Provided text.
-- Begin --
# A-z exclamation game



## flicker

Here's a game I've seen on another forum!
You just have to post an exclamation starting with the following letter of the alphabet!

*A*fter all tomorrow is another day!


----------



## Ireth

*B*e of good cheer, my friends!


----------



## teacup

*C*or blimey!


----------



## GeekDavid

*D*agnabbit!


----------



## flicker

*E*ach to their own!


----------



## Butterfly

Frozen Yoghurt!


----------



## Scribble

*G*osh Darnit!


----------



## SeverinR

*G*ood Grief!


----------



## flicker

Hands off! (those cakes are mine)


----------



## Butterfly

I don't believe it!


----------



## flicker

Jeepers Creepers!


----------



## SeverinR

*K*ill it!

(posted G at the same time as the other.)


----------



## Butterfly

Look!

10/char


----------



## flicker

Make Merry!


----------



## Scribble

*N*ot again!


----------



## flicker

Oi you! .......
-- End --
Rewrite the exclamation game thread starting at "# A-z exclamation" and ending at "is another day!", putting "website" in place of "forum".

(Object location annotation data)
-- Begin --
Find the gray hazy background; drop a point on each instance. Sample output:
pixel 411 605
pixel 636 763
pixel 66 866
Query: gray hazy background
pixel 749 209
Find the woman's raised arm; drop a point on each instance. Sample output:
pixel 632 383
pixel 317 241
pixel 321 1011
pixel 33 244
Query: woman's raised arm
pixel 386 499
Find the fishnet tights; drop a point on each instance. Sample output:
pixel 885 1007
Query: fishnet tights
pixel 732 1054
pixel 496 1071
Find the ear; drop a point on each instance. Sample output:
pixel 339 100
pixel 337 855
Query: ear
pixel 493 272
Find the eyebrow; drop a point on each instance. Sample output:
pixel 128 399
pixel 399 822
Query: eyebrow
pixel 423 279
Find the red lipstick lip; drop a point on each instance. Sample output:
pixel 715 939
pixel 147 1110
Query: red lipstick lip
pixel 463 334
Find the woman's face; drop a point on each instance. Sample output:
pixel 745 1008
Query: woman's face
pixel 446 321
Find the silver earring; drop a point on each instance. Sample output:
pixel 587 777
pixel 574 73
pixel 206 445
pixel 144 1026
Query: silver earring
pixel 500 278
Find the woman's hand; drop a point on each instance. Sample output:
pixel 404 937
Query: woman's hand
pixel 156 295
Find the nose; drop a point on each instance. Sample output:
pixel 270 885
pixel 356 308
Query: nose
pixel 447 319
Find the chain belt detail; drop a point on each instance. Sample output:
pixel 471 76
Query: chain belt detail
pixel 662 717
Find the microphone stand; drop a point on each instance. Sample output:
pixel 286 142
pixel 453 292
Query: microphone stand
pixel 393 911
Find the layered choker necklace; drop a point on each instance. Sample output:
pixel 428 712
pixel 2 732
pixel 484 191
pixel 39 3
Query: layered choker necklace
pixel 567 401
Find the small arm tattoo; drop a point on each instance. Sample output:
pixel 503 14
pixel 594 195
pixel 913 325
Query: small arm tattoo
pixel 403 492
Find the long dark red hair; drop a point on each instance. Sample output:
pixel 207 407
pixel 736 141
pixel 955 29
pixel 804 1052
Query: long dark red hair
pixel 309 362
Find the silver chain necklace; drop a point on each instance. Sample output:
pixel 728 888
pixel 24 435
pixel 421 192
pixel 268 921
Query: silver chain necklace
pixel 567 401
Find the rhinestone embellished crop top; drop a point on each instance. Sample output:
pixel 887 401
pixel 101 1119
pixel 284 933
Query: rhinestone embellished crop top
-- End --
Response.
# A-z exclamation game



## flicker

Here's a game I've seen on another website!
You just have to post an exclamation starting with the following letter of the alphabet!

*A*fter all tomorrow is another day!